Count the lines in the data below that contain the string "side", and reply with that number alone.
######
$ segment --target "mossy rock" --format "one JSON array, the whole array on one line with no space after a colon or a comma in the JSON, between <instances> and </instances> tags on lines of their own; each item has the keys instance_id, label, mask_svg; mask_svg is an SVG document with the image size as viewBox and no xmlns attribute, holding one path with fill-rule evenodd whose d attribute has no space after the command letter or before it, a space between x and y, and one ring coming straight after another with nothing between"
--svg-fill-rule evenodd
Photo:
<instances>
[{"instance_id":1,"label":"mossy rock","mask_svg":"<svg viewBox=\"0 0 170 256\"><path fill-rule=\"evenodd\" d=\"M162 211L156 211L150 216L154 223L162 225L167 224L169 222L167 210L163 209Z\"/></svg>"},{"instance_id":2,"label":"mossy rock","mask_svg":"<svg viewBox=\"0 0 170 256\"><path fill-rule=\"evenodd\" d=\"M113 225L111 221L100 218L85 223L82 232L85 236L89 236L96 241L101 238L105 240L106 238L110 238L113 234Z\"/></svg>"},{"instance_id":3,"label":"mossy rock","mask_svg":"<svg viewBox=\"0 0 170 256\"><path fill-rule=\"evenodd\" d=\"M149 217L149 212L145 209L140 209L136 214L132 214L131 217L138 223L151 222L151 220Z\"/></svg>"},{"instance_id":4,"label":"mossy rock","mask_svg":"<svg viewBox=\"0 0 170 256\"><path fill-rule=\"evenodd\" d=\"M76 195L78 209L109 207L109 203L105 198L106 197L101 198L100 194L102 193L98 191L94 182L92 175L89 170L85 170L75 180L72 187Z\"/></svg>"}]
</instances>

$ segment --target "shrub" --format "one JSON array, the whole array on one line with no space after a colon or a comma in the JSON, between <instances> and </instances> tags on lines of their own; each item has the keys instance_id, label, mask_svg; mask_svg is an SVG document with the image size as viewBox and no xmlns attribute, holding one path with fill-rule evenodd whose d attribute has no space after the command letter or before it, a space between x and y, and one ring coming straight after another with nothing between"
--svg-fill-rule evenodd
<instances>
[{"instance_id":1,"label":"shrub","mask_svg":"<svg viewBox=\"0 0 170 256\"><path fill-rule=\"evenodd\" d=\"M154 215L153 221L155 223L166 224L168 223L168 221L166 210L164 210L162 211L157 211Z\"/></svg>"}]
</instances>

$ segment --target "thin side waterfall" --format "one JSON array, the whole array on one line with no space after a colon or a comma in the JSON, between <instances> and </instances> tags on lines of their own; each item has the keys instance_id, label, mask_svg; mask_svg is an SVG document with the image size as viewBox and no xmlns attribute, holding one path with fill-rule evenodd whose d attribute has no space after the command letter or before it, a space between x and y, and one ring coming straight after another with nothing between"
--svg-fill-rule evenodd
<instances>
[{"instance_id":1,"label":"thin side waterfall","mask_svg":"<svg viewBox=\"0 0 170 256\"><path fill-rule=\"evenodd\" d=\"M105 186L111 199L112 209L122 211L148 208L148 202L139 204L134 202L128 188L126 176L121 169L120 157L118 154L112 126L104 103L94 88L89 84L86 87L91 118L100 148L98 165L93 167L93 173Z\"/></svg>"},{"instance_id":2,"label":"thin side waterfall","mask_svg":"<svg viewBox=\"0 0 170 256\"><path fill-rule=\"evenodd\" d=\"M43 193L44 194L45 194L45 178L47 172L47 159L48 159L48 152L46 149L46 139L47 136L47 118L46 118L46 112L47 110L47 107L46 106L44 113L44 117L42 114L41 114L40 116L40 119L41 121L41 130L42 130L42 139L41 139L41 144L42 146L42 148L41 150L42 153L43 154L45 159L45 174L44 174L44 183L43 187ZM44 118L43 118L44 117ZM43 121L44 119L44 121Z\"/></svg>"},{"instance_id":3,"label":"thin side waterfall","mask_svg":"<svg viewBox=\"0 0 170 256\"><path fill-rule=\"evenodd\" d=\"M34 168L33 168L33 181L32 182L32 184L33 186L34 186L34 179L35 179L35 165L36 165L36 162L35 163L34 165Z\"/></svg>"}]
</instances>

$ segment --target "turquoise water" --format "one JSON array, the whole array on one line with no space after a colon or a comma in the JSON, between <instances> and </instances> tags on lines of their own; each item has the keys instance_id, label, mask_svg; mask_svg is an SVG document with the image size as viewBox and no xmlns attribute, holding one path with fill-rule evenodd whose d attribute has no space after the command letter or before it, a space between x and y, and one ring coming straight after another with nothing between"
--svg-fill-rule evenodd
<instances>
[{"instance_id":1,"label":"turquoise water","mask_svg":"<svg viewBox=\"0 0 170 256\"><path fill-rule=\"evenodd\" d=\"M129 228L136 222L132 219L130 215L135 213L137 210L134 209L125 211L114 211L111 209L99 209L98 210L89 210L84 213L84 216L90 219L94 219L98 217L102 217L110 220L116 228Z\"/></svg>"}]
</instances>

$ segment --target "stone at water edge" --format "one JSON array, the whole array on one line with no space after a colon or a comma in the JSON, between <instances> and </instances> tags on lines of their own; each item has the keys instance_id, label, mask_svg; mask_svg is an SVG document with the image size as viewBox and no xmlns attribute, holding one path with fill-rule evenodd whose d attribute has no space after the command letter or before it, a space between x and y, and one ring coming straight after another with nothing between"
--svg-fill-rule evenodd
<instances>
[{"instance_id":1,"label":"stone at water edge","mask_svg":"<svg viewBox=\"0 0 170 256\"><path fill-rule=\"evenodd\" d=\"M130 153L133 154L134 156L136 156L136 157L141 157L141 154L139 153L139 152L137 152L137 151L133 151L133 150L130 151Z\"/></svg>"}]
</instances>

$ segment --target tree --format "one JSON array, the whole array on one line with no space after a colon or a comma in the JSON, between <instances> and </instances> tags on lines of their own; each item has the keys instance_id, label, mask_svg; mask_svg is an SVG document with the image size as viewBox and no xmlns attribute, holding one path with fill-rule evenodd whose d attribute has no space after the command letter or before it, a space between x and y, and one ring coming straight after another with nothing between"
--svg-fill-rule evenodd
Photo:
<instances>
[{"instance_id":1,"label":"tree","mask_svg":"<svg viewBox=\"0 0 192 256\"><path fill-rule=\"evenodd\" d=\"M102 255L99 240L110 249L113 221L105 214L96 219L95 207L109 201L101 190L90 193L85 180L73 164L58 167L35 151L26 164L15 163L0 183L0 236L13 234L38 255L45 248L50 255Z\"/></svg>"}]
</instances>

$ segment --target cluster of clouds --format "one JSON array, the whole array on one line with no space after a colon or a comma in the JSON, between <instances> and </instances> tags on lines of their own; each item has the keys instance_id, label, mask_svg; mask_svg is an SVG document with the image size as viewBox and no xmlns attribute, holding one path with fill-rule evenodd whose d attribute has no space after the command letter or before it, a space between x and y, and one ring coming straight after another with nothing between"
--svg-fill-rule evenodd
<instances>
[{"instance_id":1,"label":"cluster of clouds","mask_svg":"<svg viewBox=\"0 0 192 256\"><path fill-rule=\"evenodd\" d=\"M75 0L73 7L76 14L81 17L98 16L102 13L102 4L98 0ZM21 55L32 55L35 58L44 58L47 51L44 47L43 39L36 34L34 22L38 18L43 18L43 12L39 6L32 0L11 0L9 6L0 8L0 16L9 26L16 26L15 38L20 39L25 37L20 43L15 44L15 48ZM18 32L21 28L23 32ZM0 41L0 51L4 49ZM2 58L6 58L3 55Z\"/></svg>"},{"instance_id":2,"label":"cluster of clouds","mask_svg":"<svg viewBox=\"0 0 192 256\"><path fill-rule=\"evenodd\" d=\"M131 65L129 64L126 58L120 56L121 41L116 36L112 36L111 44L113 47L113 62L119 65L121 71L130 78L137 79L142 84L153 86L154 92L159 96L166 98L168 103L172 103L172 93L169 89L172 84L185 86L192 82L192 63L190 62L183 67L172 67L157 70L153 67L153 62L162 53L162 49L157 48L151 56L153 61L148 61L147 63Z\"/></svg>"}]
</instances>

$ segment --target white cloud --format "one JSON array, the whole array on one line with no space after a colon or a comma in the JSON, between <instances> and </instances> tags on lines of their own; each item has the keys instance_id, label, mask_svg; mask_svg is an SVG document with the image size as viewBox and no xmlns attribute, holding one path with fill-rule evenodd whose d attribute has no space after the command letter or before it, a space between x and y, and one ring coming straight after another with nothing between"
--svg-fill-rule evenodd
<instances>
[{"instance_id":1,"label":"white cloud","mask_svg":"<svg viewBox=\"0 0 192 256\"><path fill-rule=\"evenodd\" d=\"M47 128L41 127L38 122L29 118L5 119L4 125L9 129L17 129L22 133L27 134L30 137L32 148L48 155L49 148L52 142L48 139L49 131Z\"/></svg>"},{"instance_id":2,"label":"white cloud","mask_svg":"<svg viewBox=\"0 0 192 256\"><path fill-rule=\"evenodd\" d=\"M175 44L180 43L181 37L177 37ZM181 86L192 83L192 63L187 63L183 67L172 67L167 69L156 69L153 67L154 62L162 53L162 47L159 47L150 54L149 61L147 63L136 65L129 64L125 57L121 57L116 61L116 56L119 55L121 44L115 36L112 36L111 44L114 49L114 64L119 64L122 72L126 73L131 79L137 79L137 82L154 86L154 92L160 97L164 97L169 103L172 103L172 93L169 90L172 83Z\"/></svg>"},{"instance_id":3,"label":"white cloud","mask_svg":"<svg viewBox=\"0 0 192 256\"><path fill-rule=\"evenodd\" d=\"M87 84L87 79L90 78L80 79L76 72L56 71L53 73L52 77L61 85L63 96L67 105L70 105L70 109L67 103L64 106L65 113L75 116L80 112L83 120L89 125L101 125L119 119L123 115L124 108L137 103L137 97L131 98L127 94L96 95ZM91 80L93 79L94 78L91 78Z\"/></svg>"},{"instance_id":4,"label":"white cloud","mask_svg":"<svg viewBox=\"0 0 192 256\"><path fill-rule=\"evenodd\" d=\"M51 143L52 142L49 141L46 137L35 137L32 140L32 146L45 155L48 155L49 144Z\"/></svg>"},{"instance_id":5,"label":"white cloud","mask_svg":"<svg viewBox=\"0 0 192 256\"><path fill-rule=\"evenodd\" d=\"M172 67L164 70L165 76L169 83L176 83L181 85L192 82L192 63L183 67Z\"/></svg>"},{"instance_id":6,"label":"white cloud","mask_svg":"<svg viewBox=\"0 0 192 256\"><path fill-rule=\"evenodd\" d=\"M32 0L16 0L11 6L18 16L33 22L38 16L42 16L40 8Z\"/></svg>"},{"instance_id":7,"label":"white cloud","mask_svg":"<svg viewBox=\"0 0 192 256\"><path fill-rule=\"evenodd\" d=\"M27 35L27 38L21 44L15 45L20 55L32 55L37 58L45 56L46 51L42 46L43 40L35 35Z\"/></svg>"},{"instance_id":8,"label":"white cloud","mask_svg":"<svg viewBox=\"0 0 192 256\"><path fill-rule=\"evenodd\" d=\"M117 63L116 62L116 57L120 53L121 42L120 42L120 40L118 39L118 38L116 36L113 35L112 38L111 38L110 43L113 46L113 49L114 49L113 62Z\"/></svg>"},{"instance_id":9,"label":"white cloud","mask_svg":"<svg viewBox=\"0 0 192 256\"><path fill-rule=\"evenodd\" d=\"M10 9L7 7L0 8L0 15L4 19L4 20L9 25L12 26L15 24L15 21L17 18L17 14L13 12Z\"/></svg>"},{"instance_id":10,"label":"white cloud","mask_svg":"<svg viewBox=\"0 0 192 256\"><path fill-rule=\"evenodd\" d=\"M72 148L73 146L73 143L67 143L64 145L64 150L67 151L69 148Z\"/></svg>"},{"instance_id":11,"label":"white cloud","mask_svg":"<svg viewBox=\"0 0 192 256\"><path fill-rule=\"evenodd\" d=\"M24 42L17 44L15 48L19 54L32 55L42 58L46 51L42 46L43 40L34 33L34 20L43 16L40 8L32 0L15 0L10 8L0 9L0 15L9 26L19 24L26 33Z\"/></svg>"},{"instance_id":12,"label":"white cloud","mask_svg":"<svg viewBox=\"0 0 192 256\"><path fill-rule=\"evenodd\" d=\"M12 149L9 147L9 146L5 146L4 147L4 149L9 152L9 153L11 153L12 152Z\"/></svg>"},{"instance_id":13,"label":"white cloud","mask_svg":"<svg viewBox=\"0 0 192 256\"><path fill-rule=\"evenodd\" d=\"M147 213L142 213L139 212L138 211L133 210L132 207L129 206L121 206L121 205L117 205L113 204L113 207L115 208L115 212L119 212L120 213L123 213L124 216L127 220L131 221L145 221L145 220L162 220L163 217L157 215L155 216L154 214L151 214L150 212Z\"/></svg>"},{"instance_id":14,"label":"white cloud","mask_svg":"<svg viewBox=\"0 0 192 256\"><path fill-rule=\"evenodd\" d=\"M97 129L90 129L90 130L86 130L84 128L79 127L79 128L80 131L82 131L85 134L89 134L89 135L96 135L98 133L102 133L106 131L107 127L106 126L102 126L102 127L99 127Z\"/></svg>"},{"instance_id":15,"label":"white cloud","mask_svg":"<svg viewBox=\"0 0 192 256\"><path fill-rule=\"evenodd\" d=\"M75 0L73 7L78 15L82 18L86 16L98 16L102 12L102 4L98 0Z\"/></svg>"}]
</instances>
######
RESULT BELOW ▸ 2